RECORD EXTRACTS:
☆ ☆ ☆

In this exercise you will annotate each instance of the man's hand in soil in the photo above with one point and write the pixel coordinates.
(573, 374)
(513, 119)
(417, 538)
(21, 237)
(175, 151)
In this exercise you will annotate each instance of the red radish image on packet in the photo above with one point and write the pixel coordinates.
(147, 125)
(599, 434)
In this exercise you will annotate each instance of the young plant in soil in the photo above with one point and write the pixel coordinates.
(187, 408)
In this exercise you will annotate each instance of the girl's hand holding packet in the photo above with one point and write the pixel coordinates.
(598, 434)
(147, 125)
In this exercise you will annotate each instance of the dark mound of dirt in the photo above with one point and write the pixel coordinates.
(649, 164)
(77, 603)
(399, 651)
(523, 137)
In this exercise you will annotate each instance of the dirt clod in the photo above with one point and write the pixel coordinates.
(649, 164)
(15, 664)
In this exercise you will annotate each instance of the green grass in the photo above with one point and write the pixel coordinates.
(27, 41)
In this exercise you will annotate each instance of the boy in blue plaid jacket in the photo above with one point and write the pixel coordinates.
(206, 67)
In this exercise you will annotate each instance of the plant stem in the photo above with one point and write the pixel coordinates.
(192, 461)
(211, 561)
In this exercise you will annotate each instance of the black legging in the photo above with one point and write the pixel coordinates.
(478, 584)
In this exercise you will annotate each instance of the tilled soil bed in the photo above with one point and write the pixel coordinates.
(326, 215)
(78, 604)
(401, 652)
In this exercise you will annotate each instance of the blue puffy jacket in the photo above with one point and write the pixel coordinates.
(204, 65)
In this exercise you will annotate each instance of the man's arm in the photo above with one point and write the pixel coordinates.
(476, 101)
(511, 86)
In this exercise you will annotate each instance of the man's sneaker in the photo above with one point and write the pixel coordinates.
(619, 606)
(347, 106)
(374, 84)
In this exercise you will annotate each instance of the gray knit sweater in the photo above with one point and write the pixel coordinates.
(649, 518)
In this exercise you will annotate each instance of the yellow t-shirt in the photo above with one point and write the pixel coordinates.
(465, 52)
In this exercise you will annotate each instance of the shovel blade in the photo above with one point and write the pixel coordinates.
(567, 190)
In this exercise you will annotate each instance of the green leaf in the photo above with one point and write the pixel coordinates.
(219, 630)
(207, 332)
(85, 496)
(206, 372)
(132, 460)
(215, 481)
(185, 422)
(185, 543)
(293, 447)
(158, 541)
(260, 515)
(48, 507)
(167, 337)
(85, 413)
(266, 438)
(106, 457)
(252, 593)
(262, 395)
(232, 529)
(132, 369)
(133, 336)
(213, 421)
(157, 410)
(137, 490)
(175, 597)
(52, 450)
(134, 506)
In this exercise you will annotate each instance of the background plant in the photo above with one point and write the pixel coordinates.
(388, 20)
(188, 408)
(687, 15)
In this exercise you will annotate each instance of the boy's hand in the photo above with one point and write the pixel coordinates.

☆ ☆ ☆

YOUR TASK: Reproduce the lines word for word, starting at the one holding "In this exercise you will annotate each instance of the shovel" and ending at the final line of the material above.

THE SOLUTION:
In this exercise you will annotate each instance of the shovel blade in the photo above with one point and write the pixel coordinates.
(567, 190)
In this exercise you will annotate each instance of the green leaf in the photo above with one point and write the pixel coordinates.
(219, 630)
(207, 332)
(85, 496)
(206, 372)
(132, 460)
(215, 481)
(185, 422)
(185, 543)
(293, 447)
(158, 541)
(260, 515)
(48, 507)
(167, 337)
(85, 413)
(266, 438)
(106, 457)
(252, 593)
(262, 395)
(232, 529)
(132, 369)
(133, 336)
(213, 421)
(157, 410)
(137, 490)
(175, 597)
(52, 450)
(134, 506)
In this exercise you will annotate each instance of the background plant in the photo above with one point and write the pixel coordinates.
(388, 20)
(188, 408)
(687, 15)
In this exercise you will annotate each instance of the boy's hand in the photo above with one point and write the pixel coordinates.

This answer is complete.